DATASET CONTENT
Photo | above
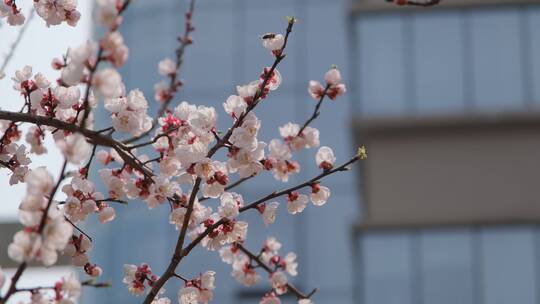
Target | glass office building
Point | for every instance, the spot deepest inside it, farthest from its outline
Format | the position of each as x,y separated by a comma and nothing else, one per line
460,60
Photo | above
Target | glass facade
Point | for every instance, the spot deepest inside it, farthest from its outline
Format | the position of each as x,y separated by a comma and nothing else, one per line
430,63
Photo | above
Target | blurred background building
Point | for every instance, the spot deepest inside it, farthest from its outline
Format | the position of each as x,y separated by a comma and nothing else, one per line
444,210
456,69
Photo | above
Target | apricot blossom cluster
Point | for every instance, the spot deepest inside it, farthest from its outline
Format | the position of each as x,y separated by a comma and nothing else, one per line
163,161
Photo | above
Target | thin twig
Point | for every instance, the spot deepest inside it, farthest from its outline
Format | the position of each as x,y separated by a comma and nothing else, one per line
178,252
210,229
78,229
231,186
184,41
299,295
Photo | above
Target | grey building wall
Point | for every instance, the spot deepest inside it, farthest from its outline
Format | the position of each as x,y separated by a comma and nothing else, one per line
408,65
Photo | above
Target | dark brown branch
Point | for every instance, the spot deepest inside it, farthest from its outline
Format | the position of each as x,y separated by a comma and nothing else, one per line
112,200
231,186
51,197
94,137
89,283
316,111
270,196
77,228
310,182
87,167
178,252
154,140
177,256
92,71
13,286
299,295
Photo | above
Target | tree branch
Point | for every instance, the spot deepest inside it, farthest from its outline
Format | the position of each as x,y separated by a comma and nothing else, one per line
210,229
93,136
299,295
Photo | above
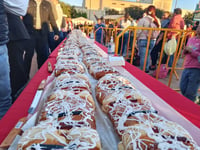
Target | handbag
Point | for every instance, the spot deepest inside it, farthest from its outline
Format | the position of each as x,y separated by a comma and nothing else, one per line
170,46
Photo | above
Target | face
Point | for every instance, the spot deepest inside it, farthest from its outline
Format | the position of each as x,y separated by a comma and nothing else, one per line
198,30
99,21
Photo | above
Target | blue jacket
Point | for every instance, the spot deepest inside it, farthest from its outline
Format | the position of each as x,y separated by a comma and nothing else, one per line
3,25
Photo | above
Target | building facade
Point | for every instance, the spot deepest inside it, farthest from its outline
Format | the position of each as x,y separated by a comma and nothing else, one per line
121,4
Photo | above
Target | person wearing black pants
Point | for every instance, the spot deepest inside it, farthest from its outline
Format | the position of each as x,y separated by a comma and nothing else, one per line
17,35
37,20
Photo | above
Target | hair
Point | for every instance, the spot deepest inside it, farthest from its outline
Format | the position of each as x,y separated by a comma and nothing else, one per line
151,11
167,12
178,11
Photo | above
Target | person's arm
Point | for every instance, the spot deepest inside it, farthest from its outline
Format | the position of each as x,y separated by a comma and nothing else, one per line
53,23
95,16
17,7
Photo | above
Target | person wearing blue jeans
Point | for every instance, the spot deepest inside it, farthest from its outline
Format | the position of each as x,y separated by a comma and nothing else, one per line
190,81
5,88
150,21
125,43
142,46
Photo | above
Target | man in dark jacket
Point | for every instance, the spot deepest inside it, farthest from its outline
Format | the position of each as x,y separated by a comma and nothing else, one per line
37,20
17,37
5,90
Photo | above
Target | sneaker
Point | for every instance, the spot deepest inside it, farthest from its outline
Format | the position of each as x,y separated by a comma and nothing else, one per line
197,101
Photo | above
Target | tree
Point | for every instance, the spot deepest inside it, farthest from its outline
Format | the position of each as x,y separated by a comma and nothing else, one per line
188,18
135,12
66,9
159,13
75,13
112,12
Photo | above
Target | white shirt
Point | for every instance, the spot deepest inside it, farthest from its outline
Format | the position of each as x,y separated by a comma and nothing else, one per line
38,19
125,24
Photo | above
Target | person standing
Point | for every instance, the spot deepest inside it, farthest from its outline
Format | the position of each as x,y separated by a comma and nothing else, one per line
18,75
61,24
17,8
158,45
151,21
37,20
125,23
5,89
190,79
178,23
99,30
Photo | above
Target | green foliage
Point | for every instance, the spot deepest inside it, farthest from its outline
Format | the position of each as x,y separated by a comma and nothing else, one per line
135,12
112,12
66,8
159,13
188,18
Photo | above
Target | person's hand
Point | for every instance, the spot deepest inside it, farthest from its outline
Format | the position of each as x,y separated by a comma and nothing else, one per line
56,37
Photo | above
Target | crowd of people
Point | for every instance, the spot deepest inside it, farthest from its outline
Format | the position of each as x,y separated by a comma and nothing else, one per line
40,27
26,27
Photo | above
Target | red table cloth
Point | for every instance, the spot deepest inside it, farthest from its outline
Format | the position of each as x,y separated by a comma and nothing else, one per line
20,108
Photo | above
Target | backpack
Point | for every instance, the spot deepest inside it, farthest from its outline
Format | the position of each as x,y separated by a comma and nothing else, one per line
163,71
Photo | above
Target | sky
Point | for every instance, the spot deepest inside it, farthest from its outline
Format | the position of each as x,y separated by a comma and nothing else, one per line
184,4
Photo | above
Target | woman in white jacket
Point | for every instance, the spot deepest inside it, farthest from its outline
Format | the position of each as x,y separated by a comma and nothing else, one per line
151,21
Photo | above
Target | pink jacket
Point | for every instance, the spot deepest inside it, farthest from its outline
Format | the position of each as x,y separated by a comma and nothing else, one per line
191,60
147,21
176,22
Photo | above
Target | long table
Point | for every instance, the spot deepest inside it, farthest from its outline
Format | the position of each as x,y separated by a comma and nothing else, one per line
20,108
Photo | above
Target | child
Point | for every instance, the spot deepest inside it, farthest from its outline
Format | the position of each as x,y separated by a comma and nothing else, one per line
190,79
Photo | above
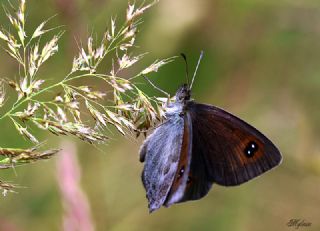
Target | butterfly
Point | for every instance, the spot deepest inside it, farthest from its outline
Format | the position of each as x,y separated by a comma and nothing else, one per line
199,145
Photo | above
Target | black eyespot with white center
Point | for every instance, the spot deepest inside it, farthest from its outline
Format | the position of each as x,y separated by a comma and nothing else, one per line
181,172
251,149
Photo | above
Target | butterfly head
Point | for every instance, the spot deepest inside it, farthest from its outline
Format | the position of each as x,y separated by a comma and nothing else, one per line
183,93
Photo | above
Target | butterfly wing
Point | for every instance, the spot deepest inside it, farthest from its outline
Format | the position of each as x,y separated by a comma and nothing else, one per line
231,151
161,154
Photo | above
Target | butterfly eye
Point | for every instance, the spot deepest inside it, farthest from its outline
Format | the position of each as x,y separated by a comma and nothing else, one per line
251,149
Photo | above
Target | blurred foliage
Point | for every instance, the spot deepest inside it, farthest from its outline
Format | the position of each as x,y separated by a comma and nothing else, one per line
260,63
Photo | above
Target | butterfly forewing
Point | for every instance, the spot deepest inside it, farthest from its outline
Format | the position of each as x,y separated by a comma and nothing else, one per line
231,150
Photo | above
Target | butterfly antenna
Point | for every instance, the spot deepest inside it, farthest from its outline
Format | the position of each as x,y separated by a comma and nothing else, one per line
195,72
155,87
187,68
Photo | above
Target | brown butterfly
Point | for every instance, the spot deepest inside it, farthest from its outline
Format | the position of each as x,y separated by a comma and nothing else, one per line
198,145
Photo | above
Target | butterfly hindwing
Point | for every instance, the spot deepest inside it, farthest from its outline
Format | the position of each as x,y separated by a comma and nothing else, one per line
161,154
181,178
231,150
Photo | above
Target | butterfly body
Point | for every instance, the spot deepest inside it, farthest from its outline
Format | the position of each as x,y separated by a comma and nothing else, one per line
198,145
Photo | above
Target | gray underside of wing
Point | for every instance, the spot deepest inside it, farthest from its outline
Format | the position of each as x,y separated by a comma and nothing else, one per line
161,152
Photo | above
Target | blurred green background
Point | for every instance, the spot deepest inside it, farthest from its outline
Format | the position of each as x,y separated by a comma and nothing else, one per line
261,62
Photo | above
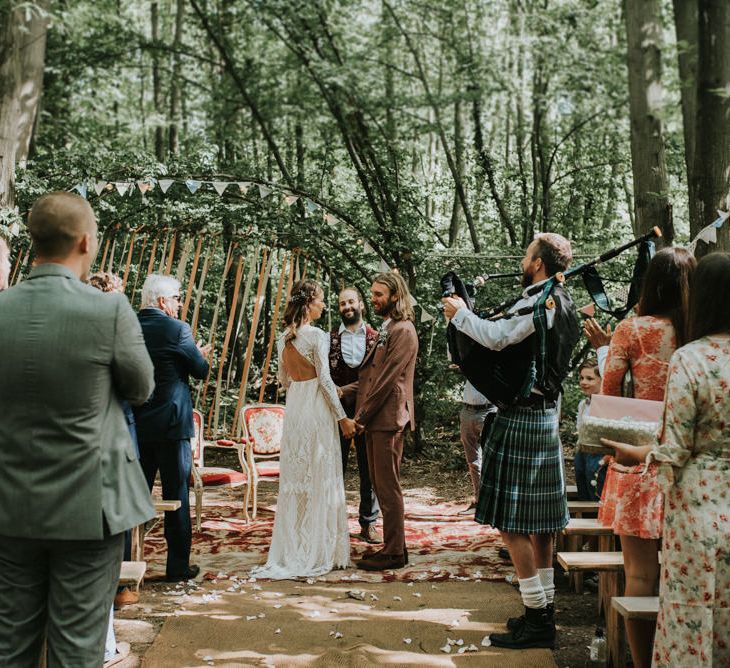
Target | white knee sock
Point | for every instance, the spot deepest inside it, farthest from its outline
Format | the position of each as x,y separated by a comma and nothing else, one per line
547,580
533,595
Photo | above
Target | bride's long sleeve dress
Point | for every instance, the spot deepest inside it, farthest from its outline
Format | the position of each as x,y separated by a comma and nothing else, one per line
310,534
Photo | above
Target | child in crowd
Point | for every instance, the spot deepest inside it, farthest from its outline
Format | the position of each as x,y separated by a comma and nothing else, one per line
590,471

WORK ORDER
Take every line of the material that contains the word "jacket", and copy it.

SOLUTION FOR THIS TASK
Target | blue jacket
Target | man in dark jacket
Target | woman in white jacket
Target | pink jacket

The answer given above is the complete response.